··· Supplied data ···

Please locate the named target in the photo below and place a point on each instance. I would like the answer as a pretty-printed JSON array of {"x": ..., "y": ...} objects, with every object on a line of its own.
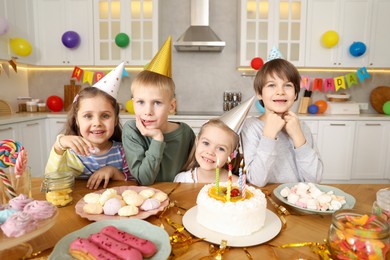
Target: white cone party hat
[
  {"x": 112, "y": 81},
  {"x": 235, "y": 118}
]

···

**Task prompt**
Copy the lines above word for word, omitting the picture.

**Task output**
Please locate the named target in the photo below and place a point on each instance. I would like the answer as a pretty-printed JSON array of {"x": ..., "y": ...} objects, with every object on a line of its own.
Target: white cone party hat
[
  {"x": 112, "y": 81},
  {"x": 235, "y": 118}
]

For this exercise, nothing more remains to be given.